**TASK BRIEF:** Emit only the lines from the line containing "For each instance of the bicycle" through the last line of the entries, unchanged.
[start PROVIDED DATA]
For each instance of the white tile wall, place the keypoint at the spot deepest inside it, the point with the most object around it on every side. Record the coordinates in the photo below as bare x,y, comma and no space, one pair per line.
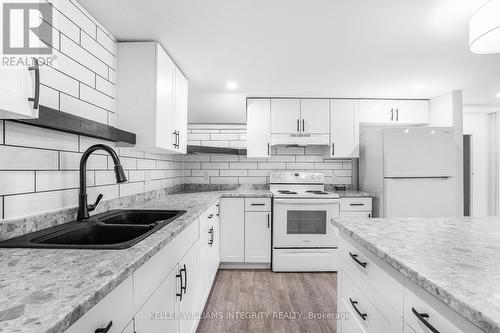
39,167
230,169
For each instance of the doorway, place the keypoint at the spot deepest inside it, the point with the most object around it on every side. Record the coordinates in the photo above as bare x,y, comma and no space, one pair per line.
467,175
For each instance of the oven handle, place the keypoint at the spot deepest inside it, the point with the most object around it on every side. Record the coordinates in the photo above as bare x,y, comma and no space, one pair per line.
311,201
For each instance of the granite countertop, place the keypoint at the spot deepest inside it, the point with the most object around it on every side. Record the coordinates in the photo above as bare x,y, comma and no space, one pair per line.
457,260
46,290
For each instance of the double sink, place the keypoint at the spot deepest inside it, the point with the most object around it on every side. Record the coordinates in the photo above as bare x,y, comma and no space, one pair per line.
116,229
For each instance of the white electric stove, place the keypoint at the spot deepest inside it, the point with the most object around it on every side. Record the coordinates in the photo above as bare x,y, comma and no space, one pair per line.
303,237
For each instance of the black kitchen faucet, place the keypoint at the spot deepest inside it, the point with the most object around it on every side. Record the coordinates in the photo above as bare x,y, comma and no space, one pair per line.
83,207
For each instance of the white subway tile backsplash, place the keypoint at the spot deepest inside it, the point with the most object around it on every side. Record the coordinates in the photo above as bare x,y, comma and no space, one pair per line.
105,86
91,45
97,98
19,158
49,97
83,109
60,180
59,81
84,57
17,134
12,182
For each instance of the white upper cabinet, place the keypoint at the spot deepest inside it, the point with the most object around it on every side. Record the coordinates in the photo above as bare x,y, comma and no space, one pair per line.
151,97
259,128
315,115
344,128
180,112
16,88
285,116
396,112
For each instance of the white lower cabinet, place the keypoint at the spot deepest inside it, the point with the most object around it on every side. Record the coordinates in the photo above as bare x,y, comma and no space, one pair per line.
158,313
245,225
257,236
168,292
377,298
232,229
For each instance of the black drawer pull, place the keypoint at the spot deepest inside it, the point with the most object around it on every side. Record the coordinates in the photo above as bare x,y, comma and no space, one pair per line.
104,330
362,315
422,317
355,258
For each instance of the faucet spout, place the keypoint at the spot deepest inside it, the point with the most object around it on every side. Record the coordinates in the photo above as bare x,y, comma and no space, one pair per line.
83,207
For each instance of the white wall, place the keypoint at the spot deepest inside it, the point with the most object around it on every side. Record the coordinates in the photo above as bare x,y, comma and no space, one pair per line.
216,108
479,126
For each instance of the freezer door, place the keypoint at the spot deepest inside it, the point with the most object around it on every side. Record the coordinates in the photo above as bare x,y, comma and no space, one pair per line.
418,152
419,197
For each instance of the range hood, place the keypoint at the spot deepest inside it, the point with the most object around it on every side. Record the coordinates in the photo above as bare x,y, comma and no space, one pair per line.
300,139
191,149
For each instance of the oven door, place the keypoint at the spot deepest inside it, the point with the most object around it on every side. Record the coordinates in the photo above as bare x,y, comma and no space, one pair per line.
304,223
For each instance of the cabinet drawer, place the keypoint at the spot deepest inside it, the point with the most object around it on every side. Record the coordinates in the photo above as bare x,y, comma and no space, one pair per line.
356,204
359,214
440,316
149,276
117,307
383,283
364,311
257,204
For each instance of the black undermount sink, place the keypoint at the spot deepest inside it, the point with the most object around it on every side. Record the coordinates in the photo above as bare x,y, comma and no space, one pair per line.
117,229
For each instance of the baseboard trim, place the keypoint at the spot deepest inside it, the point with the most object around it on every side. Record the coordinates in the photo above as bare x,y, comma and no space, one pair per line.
244,265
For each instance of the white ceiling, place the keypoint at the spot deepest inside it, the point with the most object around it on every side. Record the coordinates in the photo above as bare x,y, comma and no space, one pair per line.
330,48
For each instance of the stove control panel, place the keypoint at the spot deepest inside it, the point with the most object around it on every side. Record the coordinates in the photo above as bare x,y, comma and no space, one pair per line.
297,178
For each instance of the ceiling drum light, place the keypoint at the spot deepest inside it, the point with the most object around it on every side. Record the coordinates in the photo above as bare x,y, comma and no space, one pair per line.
484,29
231,85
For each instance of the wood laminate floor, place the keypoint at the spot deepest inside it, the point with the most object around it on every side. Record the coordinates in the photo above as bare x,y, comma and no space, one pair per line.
254,301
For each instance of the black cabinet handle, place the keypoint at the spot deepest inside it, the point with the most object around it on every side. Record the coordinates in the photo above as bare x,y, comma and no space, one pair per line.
179,294
36,99
104,330
422,317
355,258
184,287
211,232
362,315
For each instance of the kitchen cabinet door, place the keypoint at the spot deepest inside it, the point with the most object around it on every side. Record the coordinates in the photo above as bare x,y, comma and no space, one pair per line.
315,116
344,127
180,112
162,303
258,237
259,128
232,229
15,89
412,112
191,305
165,82
285,116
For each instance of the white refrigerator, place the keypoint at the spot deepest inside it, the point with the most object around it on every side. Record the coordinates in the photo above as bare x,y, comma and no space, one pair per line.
409,170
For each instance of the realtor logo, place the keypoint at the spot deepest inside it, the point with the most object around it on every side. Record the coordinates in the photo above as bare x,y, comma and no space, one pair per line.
27,28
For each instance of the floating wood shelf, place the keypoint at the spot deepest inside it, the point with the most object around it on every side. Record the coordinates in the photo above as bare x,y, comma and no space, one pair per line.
65,122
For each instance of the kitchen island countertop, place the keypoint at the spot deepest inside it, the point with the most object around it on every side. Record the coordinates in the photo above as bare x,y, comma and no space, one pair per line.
457,260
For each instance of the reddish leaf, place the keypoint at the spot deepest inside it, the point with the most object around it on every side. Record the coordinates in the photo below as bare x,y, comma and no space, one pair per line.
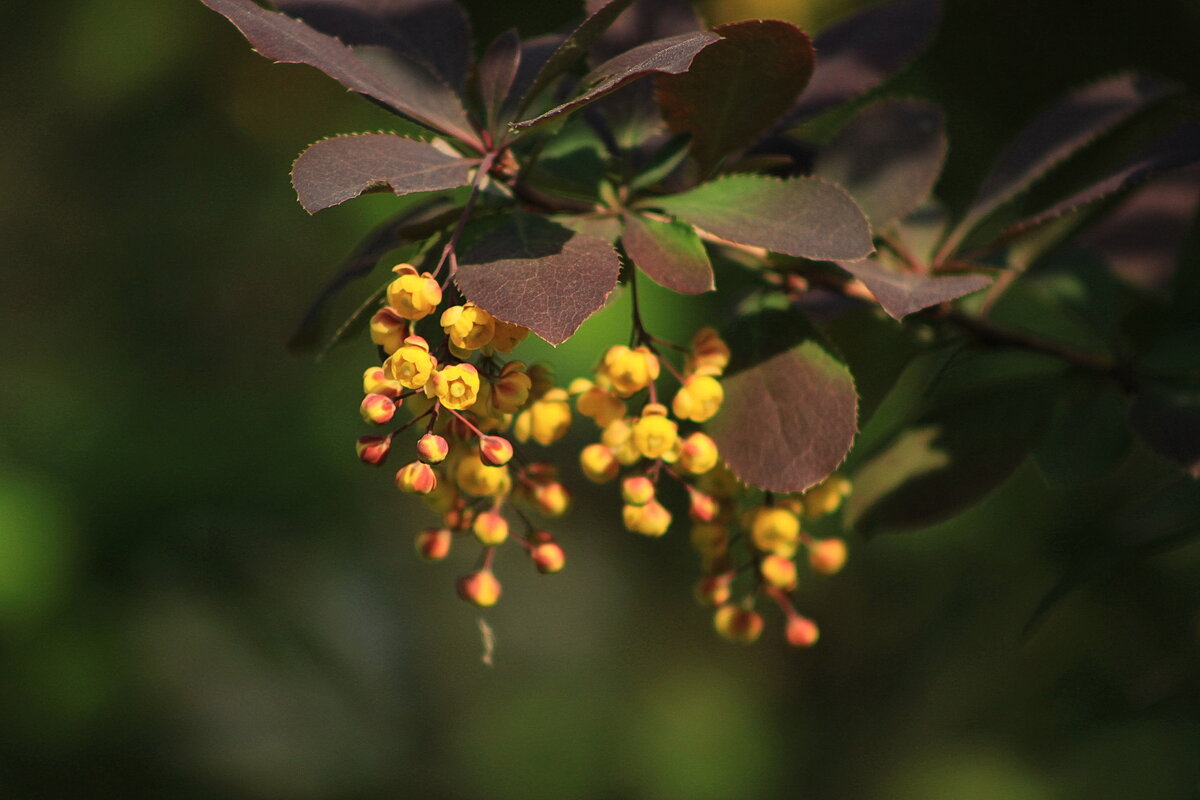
737,88
669,55
1168,419
670,252
337,169
862,50
789,420
887,157
901,294
497,71
435,34
1179,148
575,47
412,92
803,216
1056,133
531,271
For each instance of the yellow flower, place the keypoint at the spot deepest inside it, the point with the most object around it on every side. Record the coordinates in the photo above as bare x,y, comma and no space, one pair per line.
546,421
654,434
411,295
468,326
455,386
699,398
412,365
774,530
699,453
629,371
508,336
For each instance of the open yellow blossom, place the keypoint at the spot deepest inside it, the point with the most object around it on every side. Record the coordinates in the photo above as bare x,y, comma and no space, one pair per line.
699,398
629,371
546,421
654,434
455,386
412,365
468,326
411,295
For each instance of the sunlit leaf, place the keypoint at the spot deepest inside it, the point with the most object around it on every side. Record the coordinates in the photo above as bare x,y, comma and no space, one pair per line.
534,272
803,216
670,252
887,157
737,88
337,169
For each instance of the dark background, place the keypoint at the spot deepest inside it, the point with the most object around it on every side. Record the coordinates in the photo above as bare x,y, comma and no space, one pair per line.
203,595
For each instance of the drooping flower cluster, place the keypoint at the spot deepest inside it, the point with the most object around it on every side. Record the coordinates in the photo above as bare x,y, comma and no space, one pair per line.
466,396
641,440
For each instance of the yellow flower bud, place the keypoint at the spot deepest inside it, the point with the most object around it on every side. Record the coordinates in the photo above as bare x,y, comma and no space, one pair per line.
699,453
411,365
654,434
468,326
774,530
629,371
411,295
699,398
389,329
455,386
598,463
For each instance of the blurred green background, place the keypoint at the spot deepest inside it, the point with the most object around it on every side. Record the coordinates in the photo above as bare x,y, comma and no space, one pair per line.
203,595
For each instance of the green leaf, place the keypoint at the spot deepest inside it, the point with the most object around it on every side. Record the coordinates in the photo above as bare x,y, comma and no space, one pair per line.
790,411
531,271
802,216
669,252
737,88
340,168
887,157
1087,434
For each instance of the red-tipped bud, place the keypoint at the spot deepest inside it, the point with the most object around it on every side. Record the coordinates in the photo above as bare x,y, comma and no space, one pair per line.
491,528
702,507
377,409
495,451
417,477
802,632
432,449
827,555
637,489
433,543
547,558
480,588
737,624
713,590
372,450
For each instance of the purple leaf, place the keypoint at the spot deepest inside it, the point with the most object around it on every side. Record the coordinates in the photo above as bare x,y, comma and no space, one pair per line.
411,92
574,47
669,55
670,252
737,88
527,270
1179,148
1055,134
1169,421
789,420
862,50
901,294
802,216
497,71
411,226
433,34
341,168
887,157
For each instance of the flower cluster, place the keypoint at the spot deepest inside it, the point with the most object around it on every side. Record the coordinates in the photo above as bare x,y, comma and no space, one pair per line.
466,396
642,440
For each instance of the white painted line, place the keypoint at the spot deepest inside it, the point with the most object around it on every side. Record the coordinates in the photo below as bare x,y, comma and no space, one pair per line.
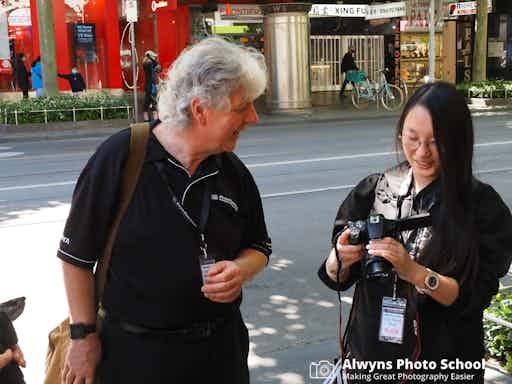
495,170
10,154
71,155
263,154
306,191
318,159
339,187
34,186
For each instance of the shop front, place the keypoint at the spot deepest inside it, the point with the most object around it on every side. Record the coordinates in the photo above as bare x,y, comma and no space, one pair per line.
91,35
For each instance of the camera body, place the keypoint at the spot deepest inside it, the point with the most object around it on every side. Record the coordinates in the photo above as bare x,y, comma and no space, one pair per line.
376,226
8,337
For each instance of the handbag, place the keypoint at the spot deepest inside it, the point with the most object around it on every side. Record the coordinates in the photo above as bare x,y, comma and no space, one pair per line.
59,338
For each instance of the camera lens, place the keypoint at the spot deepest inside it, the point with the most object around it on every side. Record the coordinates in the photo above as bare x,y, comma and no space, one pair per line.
376,267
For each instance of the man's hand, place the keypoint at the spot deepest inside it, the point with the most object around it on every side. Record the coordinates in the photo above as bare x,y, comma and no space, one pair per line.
224,282
6,358
82,360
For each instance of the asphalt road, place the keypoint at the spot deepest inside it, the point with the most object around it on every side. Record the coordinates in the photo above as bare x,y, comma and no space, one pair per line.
303,170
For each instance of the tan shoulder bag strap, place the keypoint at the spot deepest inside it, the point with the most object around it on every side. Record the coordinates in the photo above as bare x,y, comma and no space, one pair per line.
138,145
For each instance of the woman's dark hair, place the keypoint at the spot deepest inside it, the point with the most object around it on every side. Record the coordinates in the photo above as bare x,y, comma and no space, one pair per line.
37,60
453,249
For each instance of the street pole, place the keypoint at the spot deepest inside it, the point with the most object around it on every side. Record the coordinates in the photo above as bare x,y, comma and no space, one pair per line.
432,42
480,53
135,72
47,44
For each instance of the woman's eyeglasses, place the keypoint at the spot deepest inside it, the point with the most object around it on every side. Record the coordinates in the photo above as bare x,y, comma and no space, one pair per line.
415,143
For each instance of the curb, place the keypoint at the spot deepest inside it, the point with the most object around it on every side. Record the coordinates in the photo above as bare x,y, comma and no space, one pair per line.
321,114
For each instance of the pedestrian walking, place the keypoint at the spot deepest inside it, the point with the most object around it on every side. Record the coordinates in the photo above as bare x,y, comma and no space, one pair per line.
36,73
348,64
22,74
152,70
76,81
192,236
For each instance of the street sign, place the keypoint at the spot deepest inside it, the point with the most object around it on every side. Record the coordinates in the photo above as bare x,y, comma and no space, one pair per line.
465,8
339,10
158,4
386,11
131,11
239,11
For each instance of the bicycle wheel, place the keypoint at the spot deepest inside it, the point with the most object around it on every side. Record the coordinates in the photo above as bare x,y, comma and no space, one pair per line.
392,97
403,87
360,96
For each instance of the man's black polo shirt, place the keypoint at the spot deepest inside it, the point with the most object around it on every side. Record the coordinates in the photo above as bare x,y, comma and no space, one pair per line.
155,278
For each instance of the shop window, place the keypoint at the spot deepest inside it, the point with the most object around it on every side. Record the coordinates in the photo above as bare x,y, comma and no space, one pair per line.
15,38
86,37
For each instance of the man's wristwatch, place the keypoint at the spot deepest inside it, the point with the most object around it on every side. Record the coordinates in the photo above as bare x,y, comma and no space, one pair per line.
80,331
431,280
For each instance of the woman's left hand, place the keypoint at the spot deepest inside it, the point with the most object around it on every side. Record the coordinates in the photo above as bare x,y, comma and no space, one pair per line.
394,252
[end PROVIDED DATA]
**EXERCISE RESPONSE:**
For each instance of the bicycle wheel, place the keypoint at the spot deepest inside it, the point with the most object around it on every side. Record the coordinates in the photo above as bare x,y, comma and no space, one pair per line.
392,97
403,87
360,96
For each instance of the man's black polo shirt, place the keypoint at the spot deepest inside it, the point with the most object around it on every side. Record the coordinates in the photo above as bare x,y, comma and no space, one pair per line.
155,278
For each instance of the shop window, place the keypoint at the spot deepest inside it, the point with the most object around it on every side. Record the coordinates in the photo above as bare x,y, comma and no space, one pair per line.
15,38
86,37
For each instance of the man's wristwatch, place the keypoint at the spot deepest inside it, the point with the most object around it on every side. Record the coordinates in the photo above as bare x,y, comma and no space, one pair per line.
80,331
431,280
For each instance of the woman's left hand, place the keypoint at the spot deepest inside it, the point with the most object around it on every side. Record the coordinates in the photo above as bare x,y, comma and no space, one pair per line.
394,252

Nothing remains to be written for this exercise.